#### INSTRUCTIONS FOR THE TASK:
Reproduce the entries in full, with no changes.

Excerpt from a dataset
______________________________
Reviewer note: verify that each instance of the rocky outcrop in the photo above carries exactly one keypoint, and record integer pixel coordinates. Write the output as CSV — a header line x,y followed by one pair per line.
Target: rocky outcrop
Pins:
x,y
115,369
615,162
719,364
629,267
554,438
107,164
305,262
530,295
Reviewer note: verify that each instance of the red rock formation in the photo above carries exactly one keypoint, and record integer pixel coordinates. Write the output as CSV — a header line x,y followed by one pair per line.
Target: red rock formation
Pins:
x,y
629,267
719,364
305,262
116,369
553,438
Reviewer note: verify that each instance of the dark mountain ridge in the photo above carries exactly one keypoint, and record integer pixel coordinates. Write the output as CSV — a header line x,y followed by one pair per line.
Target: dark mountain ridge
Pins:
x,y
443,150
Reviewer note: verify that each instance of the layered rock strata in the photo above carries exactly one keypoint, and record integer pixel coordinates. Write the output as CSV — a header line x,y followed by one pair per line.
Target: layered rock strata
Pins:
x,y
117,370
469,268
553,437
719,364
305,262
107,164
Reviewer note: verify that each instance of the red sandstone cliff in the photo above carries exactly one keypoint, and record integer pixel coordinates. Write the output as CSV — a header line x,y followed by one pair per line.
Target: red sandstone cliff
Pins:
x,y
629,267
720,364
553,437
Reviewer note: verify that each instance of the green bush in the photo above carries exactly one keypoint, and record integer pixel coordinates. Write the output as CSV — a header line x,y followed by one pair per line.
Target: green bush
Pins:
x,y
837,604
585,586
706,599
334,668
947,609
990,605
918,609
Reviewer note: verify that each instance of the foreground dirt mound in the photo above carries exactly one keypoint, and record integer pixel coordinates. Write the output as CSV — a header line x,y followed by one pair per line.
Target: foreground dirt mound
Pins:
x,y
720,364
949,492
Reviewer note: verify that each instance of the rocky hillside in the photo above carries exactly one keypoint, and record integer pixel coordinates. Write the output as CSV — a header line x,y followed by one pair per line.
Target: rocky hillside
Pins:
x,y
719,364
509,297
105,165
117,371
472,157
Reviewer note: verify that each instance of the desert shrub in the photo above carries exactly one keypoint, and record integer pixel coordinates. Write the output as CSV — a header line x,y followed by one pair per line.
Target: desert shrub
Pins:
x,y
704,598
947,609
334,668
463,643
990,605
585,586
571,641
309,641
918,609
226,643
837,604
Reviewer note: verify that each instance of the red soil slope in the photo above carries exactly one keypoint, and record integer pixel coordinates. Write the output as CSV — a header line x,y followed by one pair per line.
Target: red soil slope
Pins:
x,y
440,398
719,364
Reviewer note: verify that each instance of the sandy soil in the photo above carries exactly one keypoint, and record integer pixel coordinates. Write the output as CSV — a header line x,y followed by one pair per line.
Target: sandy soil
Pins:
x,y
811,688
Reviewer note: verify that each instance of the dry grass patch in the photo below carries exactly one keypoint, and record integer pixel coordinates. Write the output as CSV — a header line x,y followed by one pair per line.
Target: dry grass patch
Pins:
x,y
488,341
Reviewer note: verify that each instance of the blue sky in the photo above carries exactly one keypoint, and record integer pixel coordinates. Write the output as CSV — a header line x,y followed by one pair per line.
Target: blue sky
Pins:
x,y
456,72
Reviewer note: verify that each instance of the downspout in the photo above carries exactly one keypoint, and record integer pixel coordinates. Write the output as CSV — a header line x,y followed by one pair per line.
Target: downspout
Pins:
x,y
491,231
______________________________
#### COMPLETE RESPONSE:
Reviewer note: verify that each instance of the rocky outcrop in the photo above carries exactly one keypoint, and record integer pixel coordinates. Write the output as CSV — a header line x,y followed by one pair per line.
Target: rocky outcrop
Pins:
x,y
115,369
615,162
719,364
629,267
554,438
107,164
305,262
530,295
Reviewer note: verify that each instance of the red rock formation in the photo above carries exactly one keypoint, and record integer pixel coordinates. Write the output as CSV — a header line x,y followed by one pair per line.
Target: red rock formation
Pins:
x,y
629,267
719,364
305,262
116,369
553,438
Reviewer note: verify that each instance of the dark mountain ridge in the photo above carries exactly one keypoint, and record integer pixel coordinates. Write the output as CSV — a header line x,y followed by one pair per line.
Target: dark mountain ridge
Pins:
x,y
443,150
Reviewer note: verify that each instance of the layered rock strata in the photo above carries exactly one keypoint, and record integer pixel coordinates. Write the output as CSV — a header line x,y followed by one pair per line.
Target: layered rock strata
Pins:
x,y
117,370
469,268
553,437
719,364
305,262
107,164
Reviewer note: verify that each instance of the red sandstone cliff in the photo above carries exactly one keypoint, and record integer pixel coordinates. Write the output as CSV — a header line x,y followed by one pair per line.
Target: red sandstone cliff
Pins:
x,y
629,267
720,364
553,437
Reviewer note: verify that each instance of the green bush in the photo above carries exactly one keypoint, and record integer pixel coordinates. Write the output as CSV — a header line x,y followed by one pair per line.
Target: green bush
Pins:
x,y
837,604
585,586
706,599
334,668
947,609
990,605
918,609
Reviewer note: verify that each instance of the foreground dirt mound in the photo above carries exactly one keypoint, and record integer pixel coordinates. Write the output as CSV — a header line x,y followed by one pair per line.
Target: foreground dirt mound
Pins:
x,y
720,364
949,492
Reviewer note: verify that each instance of the rocky hillside in the photo above carries exactly one keypoint, and record integer pixel coordinates. Write the output as CSV — a header line x,y followed by one pair per line.
Target: rocky hillside
Pins:
x,y
719,364
509,297
105,165
117,371
472,157
Reviewer note: verify that each instance of the desert shrub in the photo above carries exactly one keypoint, and record integer pixel coordinates. Write the output as CSV — a header line x,y followed by one pair per line.
Target: desert shrub
Pins:
x,y
704,598
947,609
334,668
463,643
990,605
585,586
571,641
309,641
918,609
226,643
837,604
Reviewer note: verify that each instance of the red soil slope in the photo above carries exactly one keypoint, and record integer pixel coordinates. Write the output as CSV — a header line x,y followed by one pair per line.
Target: red soil slope
Pins:
x,y
440,398
719,364
Reviewer note: verify that each instance of the sandy soil in the photo above carries exactly one keypoint, and record integer pixel coordinates. Write the output as CSV — a header line x,y followed by one pair per line.
Target: sandy soil
Pins:
x,y
811,688
Reviewer note: verify that each instance of the dry grass patch in the photo below carries exactly one keypoint, and record integer pixel coordinates. Write the output as CSV — a header line x,y followed by one pair per line.
Target: dry grass patch
Pins:
x,y
488,341
Reviewer note: verify that each instance of the blue sky in the photo above carries exactly one keypoint, and record integer pixel coordinates. Write the output as CSV — a header line x,y followed by one pair per line.
Target: blue sky
Pins:
x,y
456,72
Reviewer note: verify that each instance of the downspout in the photo above carries exactly one keypoint, and record integer pixel coordinates. Write the output as CSV — a header line x,y followed by one pair per line.
Target: downspout
Pins:
x,y
491,231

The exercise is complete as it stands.